__What you will do__
- 1) Decide whether each statement below agrees with the garden bench account, answering yes or no and quoting the deciding words of that account: (a) The footboard was cut in half to form the two ends of the bench. (b) The legs of the bench were turned by hand from the old piano wood. (c) Completing the project took about four days of one person's labor.
- 2) According to the garden bench account, where did the dark wood in the back of the bench come from?

:: Supplied text ::

Two of them have even survived through the winter and are now, in 2008 June, producing tomatoes again!  Amazingly simple project....


Old Bed Made Into Garden Bench.

For some years, I'd been moving around my old iron canopy bed.  I tried to sell it, tried to give it away, tried tried tried.  I was moving the darned thing in the studio for the final time when I decided to try to make some kind of garden art out of it.  Initially, I thought a nice trellis for climbing beans would be good, but the rails here aren't long enough... I was on line doing a search of potential garden art and came across the wonderful Robojunker site.  It was inspirational, to say the very least.
So, this girl got out her pipe cutters, drill, saw, and drawing pencils and got to work.  
I cut the footboard in half and flipped it over to make the two ends, attached some discarded lumber with the drill and wood screws.  The dark wood in the back is from an old piano that came with the house.  That piano got torn apart, as I could find no one to buy it, and couldn't move it.  I kept all of the wonderful old wood that came off of it, and used a piece of it here to attache the back (the old headboard) to the seat and side rails.  I had a piece of lumber cut to size and then used deck joist material to secure the pieces together from underneath.  Home Depot sells ready made turned legs, so I picked up a couple, and it was very simple to attach them to the base.  They just sort of screw in to some groovy little metal holders and voila!  Bench!  The last step was to sand and stain the bench, and the last LAST step will be to sew a nice cushion for it.  I found some good outdoor fabric, so I'm hoping it'll all hang together a few seasons in the rain.  This project took, in all, about four days of one person labor to complete.

:::
:: Information given ::

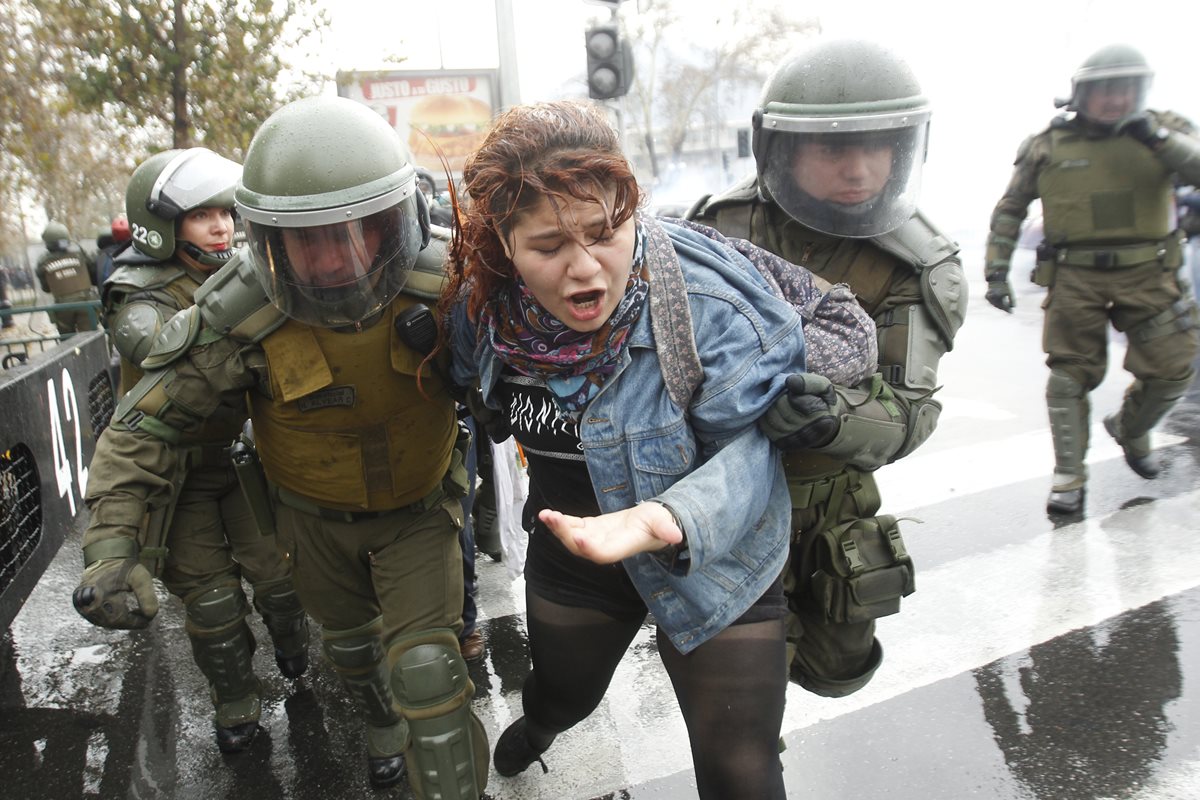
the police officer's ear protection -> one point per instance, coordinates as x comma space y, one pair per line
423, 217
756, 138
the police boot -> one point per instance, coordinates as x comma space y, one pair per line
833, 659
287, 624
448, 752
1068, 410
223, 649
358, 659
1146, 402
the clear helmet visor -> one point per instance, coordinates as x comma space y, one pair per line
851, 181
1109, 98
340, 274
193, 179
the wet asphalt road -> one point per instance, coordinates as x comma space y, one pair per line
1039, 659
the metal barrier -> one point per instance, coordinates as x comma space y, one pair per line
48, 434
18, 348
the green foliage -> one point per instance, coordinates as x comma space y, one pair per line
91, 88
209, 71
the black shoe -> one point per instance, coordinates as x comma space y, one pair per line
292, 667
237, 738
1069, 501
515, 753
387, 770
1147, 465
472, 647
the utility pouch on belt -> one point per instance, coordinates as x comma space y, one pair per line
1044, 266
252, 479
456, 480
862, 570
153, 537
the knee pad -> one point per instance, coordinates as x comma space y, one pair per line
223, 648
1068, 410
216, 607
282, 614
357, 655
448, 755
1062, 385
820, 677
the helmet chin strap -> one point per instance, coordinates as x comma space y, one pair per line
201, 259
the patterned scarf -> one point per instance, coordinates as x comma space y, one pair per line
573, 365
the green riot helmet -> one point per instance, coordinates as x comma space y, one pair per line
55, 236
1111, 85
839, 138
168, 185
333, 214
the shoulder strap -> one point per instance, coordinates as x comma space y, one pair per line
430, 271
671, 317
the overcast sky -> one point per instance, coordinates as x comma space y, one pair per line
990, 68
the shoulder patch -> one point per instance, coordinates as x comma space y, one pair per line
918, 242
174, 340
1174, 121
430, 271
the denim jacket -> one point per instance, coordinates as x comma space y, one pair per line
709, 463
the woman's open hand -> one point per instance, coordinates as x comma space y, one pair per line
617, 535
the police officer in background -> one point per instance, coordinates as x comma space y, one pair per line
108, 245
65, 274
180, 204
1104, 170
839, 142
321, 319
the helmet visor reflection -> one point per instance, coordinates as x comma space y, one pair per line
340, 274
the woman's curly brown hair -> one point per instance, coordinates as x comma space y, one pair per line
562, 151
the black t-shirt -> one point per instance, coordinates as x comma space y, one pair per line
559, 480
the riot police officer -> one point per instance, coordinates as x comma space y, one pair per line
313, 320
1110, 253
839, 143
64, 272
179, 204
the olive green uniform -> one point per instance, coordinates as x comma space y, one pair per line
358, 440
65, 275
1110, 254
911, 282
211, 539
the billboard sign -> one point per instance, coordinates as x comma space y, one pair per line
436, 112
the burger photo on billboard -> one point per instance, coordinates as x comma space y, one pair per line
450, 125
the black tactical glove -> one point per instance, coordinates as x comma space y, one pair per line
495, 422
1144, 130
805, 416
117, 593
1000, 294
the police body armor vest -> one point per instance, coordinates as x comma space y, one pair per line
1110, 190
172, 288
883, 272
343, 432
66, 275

:::

__Expected outputs__
- 1)
(a) Yes: "I cut the footboard in half and flipped it over to make the two ends"
(b) No: "Home Depot sells ready made turned legs, so I picked up a couple"
(c) Yes: "This project took, in all, about four days of one person labor to complete."

- 2) It came from an old piano that came with the house.